* [AIM OF THE TASK]
Copy the records again word for word, from the first line through the line that contains "point(107, 193)", with that line included.

* [RECORDS SHOWN]
■ ■ ■ ■ ■

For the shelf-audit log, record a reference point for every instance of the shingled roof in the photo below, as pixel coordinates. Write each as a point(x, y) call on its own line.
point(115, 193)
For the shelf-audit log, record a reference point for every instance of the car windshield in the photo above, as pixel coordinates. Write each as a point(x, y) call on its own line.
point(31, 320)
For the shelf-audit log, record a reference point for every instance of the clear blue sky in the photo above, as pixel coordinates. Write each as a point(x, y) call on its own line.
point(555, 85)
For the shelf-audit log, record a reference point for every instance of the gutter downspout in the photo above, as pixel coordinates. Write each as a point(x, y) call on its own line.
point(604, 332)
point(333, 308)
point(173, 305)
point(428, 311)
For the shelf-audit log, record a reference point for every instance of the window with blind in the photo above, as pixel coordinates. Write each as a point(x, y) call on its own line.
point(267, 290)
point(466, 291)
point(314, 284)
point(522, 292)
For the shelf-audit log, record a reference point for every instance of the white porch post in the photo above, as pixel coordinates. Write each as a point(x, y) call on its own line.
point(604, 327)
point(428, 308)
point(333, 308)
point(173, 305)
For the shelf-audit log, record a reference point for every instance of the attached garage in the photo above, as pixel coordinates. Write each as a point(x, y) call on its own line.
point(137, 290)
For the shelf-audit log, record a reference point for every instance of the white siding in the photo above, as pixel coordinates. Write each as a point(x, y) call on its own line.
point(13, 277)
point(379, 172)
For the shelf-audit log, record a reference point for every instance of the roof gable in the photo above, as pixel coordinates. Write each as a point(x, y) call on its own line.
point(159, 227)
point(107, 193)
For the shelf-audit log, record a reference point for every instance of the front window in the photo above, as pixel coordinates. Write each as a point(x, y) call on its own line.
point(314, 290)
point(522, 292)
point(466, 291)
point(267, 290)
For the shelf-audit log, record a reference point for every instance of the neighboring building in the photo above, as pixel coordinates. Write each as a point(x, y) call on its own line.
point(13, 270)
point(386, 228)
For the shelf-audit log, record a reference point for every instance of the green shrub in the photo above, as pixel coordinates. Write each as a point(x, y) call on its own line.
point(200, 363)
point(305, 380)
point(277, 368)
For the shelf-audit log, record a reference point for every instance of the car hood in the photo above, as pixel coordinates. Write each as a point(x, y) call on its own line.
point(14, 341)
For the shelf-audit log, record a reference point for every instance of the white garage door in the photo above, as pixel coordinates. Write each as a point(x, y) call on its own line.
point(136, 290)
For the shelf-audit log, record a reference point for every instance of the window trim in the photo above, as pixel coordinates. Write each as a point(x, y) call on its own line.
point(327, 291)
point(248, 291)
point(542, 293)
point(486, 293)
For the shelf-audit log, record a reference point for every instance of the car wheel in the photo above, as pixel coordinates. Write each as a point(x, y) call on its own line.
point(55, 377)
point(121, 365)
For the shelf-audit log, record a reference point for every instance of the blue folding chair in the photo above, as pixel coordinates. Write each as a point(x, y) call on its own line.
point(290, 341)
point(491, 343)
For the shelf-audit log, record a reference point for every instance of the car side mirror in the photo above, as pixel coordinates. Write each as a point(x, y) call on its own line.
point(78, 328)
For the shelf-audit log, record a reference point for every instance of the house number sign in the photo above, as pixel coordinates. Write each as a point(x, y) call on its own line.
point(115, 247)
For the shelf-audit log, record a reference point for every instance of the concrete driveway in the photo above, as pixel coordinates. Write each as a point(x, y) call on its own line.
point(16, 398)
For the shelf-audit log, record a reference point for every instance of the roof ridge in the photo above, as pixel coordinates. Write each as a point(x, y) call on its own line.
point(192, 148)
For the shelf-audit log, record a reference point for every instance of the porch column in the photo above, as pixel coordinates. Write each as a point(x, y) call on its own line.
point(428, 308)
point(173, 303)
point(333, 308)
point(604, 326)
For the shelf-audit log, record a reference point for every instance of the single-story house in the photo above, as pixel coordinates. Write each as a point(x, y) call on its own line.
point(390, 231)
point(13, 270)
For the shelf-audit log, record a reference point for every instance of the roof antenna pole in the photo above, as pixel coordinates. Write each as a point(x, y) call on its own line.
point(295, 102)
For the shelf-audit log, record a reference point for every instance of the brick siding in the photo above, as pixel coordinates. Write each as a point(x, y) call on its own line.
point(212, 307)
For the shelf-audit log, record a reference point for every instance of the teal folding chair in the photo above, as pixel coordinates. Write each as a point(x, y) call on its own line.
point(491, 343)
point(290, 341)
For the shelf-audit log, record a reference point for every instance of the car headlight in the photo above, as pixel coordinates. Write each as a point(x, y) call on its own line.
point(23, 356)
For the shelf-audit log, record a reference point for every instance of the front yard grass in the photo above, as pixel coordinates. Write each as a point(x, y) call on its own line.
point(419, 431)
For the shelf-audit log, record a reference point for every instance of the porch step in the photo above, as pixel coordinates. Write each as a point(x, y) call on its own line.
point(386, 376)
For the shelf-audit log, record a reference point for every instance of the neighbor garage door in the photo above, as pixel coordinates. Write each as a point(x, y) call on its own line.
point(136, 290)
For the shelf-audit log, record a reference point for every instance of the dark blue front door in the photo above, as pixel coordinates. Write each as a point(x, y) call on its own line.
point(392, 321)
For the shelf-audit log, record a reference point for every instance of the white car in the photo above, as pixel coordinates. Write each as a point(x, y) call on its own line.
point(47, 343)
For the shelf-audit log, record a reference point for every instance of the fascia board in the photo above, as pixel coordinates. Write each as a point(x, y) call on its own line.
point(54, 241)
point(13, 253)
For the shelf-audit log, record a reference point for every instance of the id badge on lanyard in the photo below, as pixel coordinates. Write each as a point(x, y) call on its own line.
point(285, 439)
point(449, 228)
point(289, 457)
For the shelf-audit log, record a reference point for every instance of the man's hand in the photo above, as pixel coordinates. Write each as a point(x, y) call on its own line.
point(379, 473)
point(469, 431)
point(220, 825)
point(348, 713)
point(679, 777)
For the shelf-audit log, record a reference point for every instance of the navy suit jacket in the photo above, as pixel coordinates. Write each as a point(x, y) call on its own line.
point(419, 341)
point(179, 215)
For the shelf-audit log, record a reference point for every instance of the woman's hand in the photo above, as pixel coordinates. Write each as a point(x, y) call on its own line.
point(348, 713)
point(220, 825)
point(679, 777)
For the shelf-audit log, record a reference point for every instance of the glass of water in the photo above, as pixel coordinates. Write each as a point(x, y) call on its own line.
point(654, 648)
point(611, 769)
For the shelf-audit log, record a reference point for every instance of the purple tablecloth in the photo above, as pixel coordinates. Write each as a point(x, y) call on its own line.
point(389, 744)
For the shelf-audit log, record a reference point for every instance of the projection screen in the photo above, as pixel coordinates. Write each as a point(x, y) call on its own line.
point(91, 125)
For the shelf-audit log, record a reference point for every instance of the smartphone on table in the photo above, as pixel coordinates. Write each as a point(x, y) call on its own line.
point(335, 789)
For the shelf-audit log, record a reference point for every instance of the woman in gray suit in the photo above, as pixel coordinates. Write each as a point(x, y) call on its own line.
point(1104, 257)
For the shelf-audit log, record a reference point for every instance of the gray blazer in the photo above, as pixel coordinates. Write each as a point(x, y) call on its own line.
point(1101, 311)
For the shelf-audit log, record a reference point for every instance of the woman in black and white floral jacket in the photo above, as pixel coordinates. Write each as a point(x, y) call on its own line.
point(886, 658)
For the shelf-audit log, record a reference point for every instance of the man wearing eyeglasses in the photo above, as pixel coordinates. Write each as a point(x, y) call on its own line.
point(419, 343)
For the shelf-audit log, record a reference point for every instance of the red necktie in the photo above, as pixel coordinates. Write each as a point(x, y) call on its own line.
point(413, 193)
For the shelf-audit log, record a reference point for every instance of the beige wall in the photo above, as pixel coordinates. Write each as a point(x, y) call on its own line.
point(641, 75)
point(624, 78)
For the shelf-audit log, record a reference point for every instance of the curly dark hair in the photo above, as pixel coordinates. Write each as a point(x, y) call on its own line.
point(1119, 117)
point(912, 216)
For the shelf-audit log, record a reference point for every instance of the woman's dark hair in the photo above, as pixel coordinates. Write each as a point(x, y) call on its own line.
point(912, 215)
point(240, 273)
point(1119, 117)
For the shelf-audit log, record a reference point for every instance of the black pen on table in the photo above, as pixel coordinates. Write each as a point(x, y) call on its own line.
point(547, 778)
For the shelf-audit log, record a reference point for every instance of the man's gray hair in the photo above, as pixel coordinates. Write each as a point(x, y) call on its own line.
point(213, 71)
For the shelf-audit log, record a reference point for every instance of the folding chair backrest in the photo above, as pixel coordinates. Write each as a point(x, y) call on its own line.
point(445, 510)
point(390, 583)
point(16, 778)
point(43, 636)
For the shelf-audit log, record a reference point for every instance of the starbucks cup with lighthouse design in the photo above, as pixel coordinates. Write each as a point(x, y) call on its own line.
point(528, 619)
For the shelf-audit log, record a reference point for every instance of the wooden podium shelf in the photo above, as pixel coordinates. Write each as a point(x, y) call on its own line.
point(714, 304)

■ ■ ■ ■ ■

* [ANSWER TO THIS PROBLEM]
For the shelf-audit log, record a reference point for every instance of the shingled roof in the photo below, as pixel coordinates. Write each as a point(x, y) call on its own line.
point(115, 193)
For the shelf-audit log, record a reference point for every instance of the car windshield in the photo above, as pixel coordinates. Write each as a point(x, y) call on its own line.
point(31, 320)
For the shelf-audit log, record a reference point for every instance of the clear blue sky in the photo above, as pixel coordinates. Write each as a point(x, y) call on its own line.
point(555, 85)
For the shelf-audit log, record a reference point for every instance of the gutter downspout in the photo above, as pixel coordinates. Write each as a point(x, y) call on its own line.
point(604, 332)
point(333, 308)
point(173, 305)
point(428, 311)
For the shelf-audit log, record a reference point for every instance of the window with blind in the photo above, as pixel coordinates. Write each as a point(x, y) call on its own line.
point(267, 290)
point(466, 291)
point(314, 284)
point(522, 292)
For the shelf-audit log, record a reference point for every instance of the white porch post in the photo above, as pixel coordinates. Write each as a point(x, y) call on its own line.
point(604, 327)
point(428, 308)
point(333, 308)
point(173, 305)
For the shelf-audit log, record a reference point for every instance of the attached garage in the photo above, as pixel coordinates. Write each as a point(x, y) call on its own line.
point(137, 290)
For the shelf-audit log, record a reference point for every instance of the white siding in the photo above, as pixel coordinates. Write each as a point(x, y) call on its own line.
point(13, 277)
point(379, 172)
For the shelf-audit log, record a reference point for every instance of the roof gable in the photo above, as pixel coordinates. Write each as a point(x, y) call on its own line.
point(159, 227)
point(107, 193)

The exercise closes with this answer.